-- DATA IN THIS EXERCISE follows --
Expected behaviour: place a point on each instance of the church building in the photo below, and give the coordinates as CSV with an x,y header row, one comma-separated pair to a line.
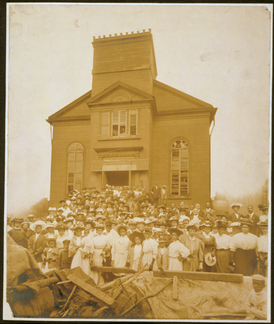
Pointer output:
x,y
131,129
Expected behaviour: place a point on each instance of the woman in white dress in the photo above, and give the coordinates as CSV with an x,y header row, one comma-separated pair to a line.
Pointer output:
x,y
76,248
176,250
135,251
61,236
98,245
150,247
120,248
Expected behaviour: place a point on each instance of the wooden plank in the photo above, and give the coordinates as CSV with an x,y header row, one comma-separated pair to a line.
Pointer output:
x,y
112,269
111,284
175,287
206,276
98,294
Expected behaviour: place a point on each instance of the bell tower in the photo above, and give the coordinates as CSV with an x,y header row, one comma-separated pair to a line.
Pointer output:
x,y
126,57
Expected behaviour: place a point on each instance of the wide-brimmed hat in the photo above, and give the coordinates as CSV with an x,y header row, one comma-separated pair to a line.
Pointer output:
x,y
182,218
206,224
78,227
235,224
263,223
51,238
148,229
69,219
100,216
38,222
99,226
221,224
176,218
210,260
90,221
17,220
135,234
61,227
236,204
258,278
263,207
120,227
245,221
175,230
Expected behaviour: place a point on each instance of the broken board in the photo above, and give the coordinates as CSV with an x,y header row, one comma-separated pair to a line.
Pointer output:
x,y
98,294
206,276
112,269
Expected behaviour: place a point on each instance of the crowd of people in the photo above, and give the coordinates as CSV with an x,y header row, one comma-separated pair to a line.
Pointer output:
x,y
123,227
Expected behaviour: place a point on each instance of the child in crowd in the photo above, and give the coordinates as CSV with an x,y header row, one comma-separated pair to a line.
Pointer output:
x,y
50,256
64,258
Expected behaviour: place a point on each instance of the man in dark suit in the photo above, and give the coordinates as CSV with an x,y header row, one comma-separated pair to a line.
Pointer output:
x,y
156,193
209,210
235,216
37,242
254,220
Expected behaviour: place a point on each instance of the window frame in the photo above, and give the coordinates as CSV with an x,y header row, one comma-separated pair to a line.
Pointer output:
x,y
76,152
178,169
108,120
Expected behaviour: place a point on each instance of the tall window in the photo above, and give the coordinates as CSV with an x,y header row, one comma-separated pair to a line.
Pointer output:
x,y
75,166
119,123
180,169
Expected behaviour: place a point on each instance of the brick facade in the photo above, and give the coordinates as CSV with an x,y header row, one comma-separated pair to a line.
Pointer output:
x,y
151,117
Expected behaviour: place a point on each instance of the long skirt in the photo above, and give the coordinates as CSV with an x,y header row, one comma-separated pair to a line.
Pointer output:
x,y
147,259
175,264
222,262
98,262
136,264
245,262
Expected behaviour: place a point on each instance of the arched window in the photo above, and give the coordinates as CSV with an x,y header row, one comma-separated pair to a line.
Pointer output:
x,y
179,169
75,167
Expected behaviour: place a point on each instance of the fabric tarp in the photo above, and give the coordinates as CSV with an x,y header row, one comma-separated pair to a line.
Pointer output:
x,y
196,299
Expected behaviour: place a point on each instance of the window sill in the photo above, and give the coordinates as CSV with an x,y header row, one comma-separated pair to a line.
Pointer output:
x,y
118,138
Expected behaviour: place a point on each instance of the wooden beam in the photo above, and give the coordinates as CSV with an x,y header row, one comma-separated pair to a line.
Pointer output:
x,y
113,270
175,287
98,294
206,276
-- DATA IN THIS EXERCISE concluded --
-- DATA IN THIS EXERCISE follows --
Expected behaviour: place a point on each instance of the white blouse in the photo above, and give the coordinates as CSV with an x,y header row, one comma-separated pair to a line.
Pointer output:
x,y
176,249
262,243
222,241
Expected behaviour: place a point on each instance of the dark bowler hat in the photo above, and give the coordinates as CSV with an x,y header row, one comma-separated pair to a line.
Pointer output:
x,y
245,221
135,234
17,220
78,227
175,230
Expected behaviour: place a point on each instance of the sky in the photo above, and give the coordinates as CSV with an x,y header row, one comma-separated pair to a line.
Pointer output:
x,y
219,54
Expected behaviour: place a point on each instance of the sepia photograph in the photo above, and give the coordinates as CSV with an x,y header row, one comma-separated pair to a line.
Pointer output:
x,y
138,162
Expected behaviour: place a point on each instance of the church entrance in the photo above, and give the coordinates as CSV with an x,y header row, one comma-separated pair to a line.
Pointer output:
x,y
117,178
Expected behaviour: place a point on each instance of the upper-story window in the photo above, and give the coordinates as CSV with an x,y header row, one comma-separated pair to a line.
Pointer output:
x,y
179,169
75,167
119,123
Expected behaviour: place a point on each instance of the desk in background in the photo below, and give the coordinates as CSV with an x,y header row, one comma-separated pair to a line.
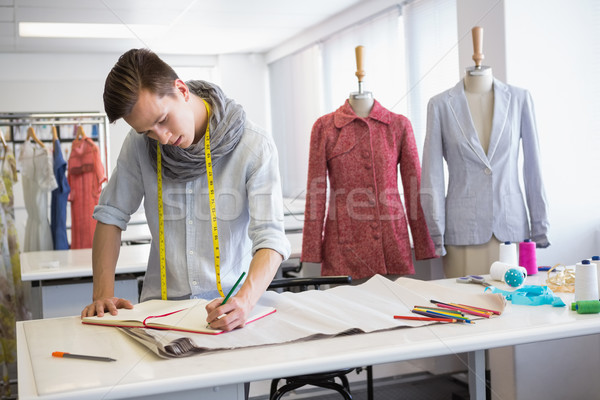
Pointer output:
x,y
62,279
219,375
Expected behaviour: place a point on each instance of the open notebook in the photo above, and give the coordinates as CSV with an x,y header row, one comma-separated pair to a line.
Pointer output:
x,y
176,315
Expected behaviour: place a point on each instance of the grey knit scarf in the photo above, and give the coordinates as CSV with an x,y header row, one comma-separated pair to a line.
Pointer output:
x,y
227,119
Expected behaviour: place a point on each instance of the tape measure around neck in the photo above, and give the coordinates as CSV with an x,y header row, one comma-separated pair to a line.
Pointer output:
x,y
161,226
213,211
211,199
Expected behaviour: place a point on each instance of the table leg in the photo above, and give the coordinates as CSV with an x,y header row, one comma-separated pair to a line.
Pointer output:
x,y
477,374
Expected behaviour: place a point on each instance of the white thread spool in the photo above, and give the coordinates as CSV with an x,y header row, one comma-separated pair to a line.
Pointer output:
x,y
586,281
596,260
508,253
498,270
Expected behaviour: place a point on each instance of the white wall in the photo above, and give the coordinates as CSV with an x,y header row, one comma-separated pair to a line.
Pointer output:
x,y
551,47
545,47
-- DATA IN THIS EXERCISE concluded --
> _EXERCISE DETAILS_:
Give exactly the lines above that run from the line with "the church building" to the line with "Expected behaviour: place a point on each instance of the broken", both included, leaving every picture out.

> _RESULT_:
Expected behaviour: place a point on each instance of the church building in the photo below, and give the coordinates as CSV with an x,y header row, one comma-separated pair to a line.
Pointer output:
x,y
131,129
Expected behaviour: place a point on each instance of the woman in white dress in the photo above, and give the coordinates as CSV with an x,y header row, one comma-separated pair to a line.
Pointer output:
x,y
76,248
176,250
135,251
61,236
98,245
150,247
120,248
Expected behaviour: place a point on each instance of the wooden plank in the photo above, and give the coordinates as CSV with an x,y header row, one comma-separated pair to a line.
Pointer output:
x,y
112,269
111,284
175,287
206,276
98,294
Expected behaviour: place a point on each instance of the bell tower in the photo above, and give the coordinates as CSV with an x,y header row, one comma-separated pair to a line.
Pointer output:
x,y
126,57
Expected behaviour: place a point on each instance of the wide-brimmed hat in the photo above, and give the coordinates as CSV with an x,y header row, one comma-separated pair to a line.
Pointer output:
x,y
182,218
206,224
78,227
235,224
263,223
51,238
148,229
69,219
100,216
38,222
99,226
221,224
176,218
210,260
90,221
17,220
135,234
61,227
236,204
258,278
263,207
120,227
245,221
175,230
Expected behaviour: place a point on each instance of the broken board in the photo above, and give the coordinates as CSV with an x,y header row, one comma-separated pair to a line.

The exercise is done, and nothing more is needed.